##### Testo estratto #####

La stessa struttura demografica delle comunità zingare ci fornisce la scelta dove indirizzare le nostre proposte di intervento: l’altissimo numero di gravidanze e di parti, quel 48 – 52% di popolazione infantile e pre-adolescenziale impongono "naturalmente" il coinvolgimento dell’area del materno – infantile.

Ma a queste ragioni obiettive se ne sommano altre.

Visto che si tratta di mediare tra due culture diverse, la scelta da effettuare è quella di investire innanzitutto sulla mediazione tra due culture femminili diverse: da una parte non la cultura "media" dei servizi sanitari ma la cultura fortemente innovativa delle operatrici dei servizi territoriali del materno – infantile (puntando soprattutto sulle operatrici dei consultori familiari e dei consultori pediatrici, da sempre tese all’ascolto attento delle utenti e, dall’altra, la specifica cultura del corpo, della sessualità, della gravidanza, dei parti e dell’accudimento – allevamento dei bambini di cui sono portatrici le romnìà, le donne zingare.

Tanto più che l’esperienza parallela della mediazione scolastica ci rivela una peculiarità femminile all’interno della cultura zingara: l’essere cioè le donne custodi della tradizione e, contemporaneamente, le più audaci portatrici del bisogno dinamico di cambiamento.

La mediatrice sanitaria rom è quindi un’operatrice che all’interno della propria cultura e comunità, da quel luogo di vita quotidiano in cui essa stessa vive, impara a rapportarsi alla cultura maggioritaria rappresentando la specificità culturale del proprio gruppo (i bisogni, i problemi e le risposte che in esso maturano) ed acquisendo dalla cultura "altra" tutto quello che può essere utilmente riportato.

In questa dinamica di interscambio culturale assumono quindi un ruolo centrale i servizi dell’area della famiglia, infanzia, età evolutiva, in relazione agli scenari demografici (soprattutto se si pensa al ben più consistente fenomeno migratorio in atto) e ai bisogni di prevenzione che modificano o meglio, costringono a ripensare il superamento di un modello di intervento solo di tipo emergenziale e per questo frammentario e una struttura dei servizi molto poco incentrata su un sistema complesso di interazioni.

Milano: un’esperienza di mediazione culturale nel consultorio familiare
Dal 1996 l’Opera Nomadi ha avviato con la ASL di Milano – Dipartimento ASSI la formazione e l’inserimento nei Consultori Familiari di mediatrici culturali sanitarie rom, dando vita a un’esperienza pilota in questo settore.

##### Dati grezzi #####

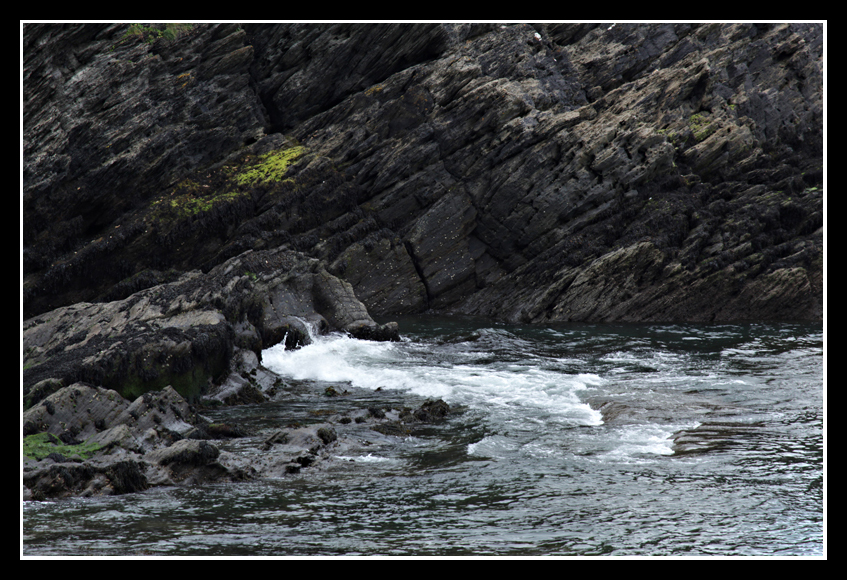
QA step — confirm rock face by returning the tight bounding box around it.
[23,249,398,406]
[23,23,823,322]
[22,23,824,498]
[22,383,450,500]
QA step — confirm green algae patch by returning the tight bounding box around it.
[235,145,306,186]
[24,433,101,461]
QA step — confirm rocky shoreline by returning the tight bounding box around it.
[22,383,450,501]
[21,23,824,498]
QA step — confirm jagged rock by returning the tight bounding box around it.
[24,23,823,324]
[24,249,398,400]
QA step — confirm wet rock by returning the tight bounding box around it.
[24,249,399,402]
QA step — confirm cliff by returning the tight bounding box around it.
[22,24,824,499]
[23,24,823,322]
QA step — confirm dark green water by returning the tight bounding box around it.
[22,318,824,556]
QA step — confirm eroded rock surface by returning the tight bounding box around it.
[24,23,824,322]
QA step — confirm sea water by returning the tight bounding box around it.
[22,317,825,556]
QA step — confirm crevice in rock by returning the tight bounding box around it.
[403,240,434,310]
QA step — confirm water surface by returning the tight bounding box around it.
[23,317,824,556]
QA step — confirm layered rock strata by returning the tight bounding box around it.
[23,23,824,322]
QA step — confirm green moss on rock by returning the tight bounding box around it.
[23,433,100,460]
[235,146,306,186]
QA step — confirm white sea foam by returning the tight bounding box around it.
[262,334,603,425]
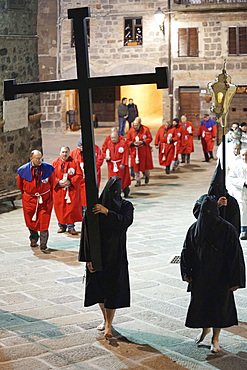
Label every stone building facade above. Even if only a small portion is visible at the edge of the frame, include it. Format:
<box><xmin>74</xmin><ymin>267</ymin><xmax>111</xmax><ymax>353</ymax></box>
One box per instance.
<box><xmin>0</xmin><ymin>0</ymin><xmax>42</xmax><ymax>195</ymax></box>
<box><xmin>38</xmin><ymin>0</ymin><xmax>247</xmax><ymax>131</ymax></box>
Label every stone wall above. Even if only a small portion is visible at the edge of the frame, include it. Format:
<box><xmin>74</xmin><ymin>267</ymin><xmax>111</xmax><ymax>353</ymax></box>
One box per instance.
<box><xmin>37</xmin><ymin>0</ymin><xmax>64</xmax><ymax>131</ymax></box>
<box><xmin>0</xmin><ymin>0</ymin><xmax>42</xmax><ymax>191</ymax></box>
<box><xmin>38</xmin><ymin>0</ymin><xmax>167</xmax><ymax>131</ymax></box>
<box><xmin>37</xmin><ymin>0</ymin><xmax>247</xmax><ymax>130</ymax></box>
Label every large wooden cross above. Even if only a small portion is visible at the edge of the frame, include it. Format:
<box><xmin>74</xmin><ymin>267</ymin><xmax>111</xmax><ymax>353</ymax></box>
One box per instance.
<box><xmin>4</xmin><ymin>7</ymin><xmax>168</xmax><ymax>271</ymax></box>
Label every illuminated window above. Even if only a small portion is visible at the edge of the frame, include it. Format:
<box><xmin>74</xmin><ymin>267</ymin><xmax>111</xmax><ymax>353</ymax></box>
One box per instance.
<box><xmin>124</xmin><ymin>17</ymin><xmax>142</xmax><ymax>46</ymax></box>
<box><xmin>178</xmin><ymin>28</ymin><xmax>198</xmax><ymax>57</ymax></box>
<box><xmin>8</xmin><ymin>0</ymin><xmax>26</xmax><ymax>9</ymax></box>
<box><xmin>228</xmin><ymin>27</ymin><xmax>247</xmax><ymax>55</ymax></box>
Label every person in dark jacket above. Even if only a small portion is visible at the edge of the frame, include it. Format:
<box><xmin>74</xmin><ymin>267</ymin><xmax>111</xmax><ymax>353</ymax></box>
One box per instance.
<box><xmin>180</xmin><ymin>196</ymin><xmax>245</xmax><ymax>353</ymax></box>
<box><xmin>79</xmin><ymin>176</ymin><xmax>134</xmax><ymax>339</ymax></box>
<box><xmin>127</xmin><ymin>98</ymin><xmax>139</xmax><ymax>129</ymax></box>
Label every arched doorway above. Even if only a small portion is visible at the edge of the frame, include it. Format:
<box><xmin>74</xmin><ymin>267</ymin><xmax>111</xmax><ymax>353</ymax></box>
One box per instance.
<box><xmin>120</xmin><ymin>84</ymin><xmax>163</xmax><ymax>127</ymax></box>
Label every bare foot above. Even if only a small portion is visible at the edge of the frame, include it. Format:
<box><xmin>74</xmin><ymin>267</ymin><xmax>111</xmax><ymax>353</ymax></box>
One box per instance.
<box><xmin>97</xmin><ymin>321</ymin><xmax>105</xmax><ymax>331</ymax></box>
<box><xmin>211</xmin><ymin>341</ymin><xmax>220</xmax><ymax>353</ymax></box>
<box><xmin>104</xmin><ymin>333</ymin><xmax>112</xmax><ymax>339</ymax></box>
<box><xmin>195</xmin><ymin>328</ymin><xmax>210</xmax><ymax>344</ymax></box>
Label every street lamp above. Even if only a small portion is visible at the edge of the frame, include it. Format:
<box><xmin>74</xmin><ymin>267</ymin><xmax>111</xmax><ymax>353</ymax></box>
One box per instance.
<box><xmin>208</xmin><ymin>60</ymin><xmax>237</xmax><ymax>197</ymax></box>
<box><xmin>154</xmin><ymin>7</ymin><xmax>165</xmax><ymax>35</ymax></box>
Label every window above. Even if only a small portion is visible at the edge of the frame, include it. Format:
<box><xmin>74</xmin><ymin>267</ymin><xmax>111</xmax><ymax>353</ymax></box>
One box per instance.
<box><xmin>71</xmin><ymin>19</ymin><xmax>90</xmax><ymax>48</ymax></box>
<box><xmin>124</xmin><ymin>18</ymin><xmax>142</xmax><ymax>46</ymax></box>
<box><xmin>178</xmin><ymin>28</ymin><xmax>198</xmax><ymax>57</ymax></box>
<box><xmin>228</xmin><ymin>27</ymin><xmax>247</xmax><ymax>55</ymax></box>
<box><xmin>8</xmin><ymin>0</ymin><xmax>26</xmax><ymax>9</ymax></box>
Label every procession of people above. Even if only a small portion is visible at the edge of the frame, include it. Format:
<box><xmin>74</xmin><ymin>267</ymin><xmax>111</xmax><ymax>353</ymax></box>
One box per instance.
<box><xmin>17</xmin><ymin>110</ymin><xmax>247</xmax><ymax>353</ymax></box>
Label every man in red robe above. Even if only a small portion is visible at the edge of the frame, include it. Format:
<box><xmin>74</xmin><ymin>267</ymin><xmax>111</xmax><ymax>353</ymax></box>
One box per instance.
<box><xmin>154</xmin><ymin>121</ymin><xmax>177</xmax><ymax>175</ymax></box>
<box><xmin>52</xmin><ymin>146</ymin><xmax>83</xmax><ymax>235</ymax></box>
<box><xmin>197</xmin><ymin>114</ymin><xmax>217</xmax><ymax>162</ymax></box>
<box><xmin>17</xmin><ymin>150</ymin><xmax>55</xmax><ymax>252</ymax></box>
<box><xmin>70</xmin><ymin>137</ymin><xmax>104</xmax><ymax>217</ymax></box>
<box><xmin>181</xmin><ymin>114</ymin><xmax>195</xmax><ymax>163</ymax></box>
<box><xmin>172</xmin><ymin>118</ymin><xmax>185</xmax><ymax>171</ymax></box>
<box><xmin>102</xmin><ymin>131</ymin><xmax>131</xmax><ymax>198</ymax></box>
<box><xmin>126</xmin><ymin>117</ymin><xmax>154</xmax><ymax>186</ymax></box>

#####

- _Istruzioni_:
- a) Secondo il testo sulla mediazione sanitaria rom, per quali ragioni demografiche le proposte di intervento vanno rivolte all'area del materno-infantile? Rispondi in una o due frasi.
- b) Prosegui il testo sulla mediazione sanitaria rom dopo l'ultima frase riportata, quella sull'esperienza pilota avviata a Milano dal 1996.

- _Elenco delle risposte_:
- a) Nelle comunità zingare le gravidanze e i parti sono moltissimi e la popolazione infantile e pre-adolescenziale rappresenta il 48-52% del totale. Questa struttura demografica impone "naturalmente" il coinvolgimento dell'area del materno-infantile.

- b)
Nell’ultimo triennio questa azione ha riguardato in particolare l’intervento a favore delle donne dei gruppi romeni che intendevano recarsi al Consultorio con o senza il loro partner.

Il Consultorio è progressivamente diventato un punto di riferimento importante per le comunità di rom stranieri e italiani e, a partire da questa relazione, anche altri Servizi socio sanitari hanno iniziato ad acquisire ai loro occhi una specifica e riconosciuta fisionomia.

Nel percorso di formazione professionale le mediatrici hanno raggiunto un consistente grado di autonomia nei rapporti con i Servizi e un livello di riconoscimento da parte delle comunità Rom che ha inciso anche sulla loro condizione di donne.

All’interno dei villaggi rom la fiducia acquisita le ha messe in condizione di operare per un lavoro di sensibilizzazione sui problemi sanitari e di educazione igienica dei bambini, a partire dalla profilassi delle vaccinazioni, i controlli in gravidanza, il ricorso alla contraccezione.

La continuità ha rappresentato un valore specifico di rafforzamento dell’esperienza acquisita e di perfezionamento della sperimentazione condotta.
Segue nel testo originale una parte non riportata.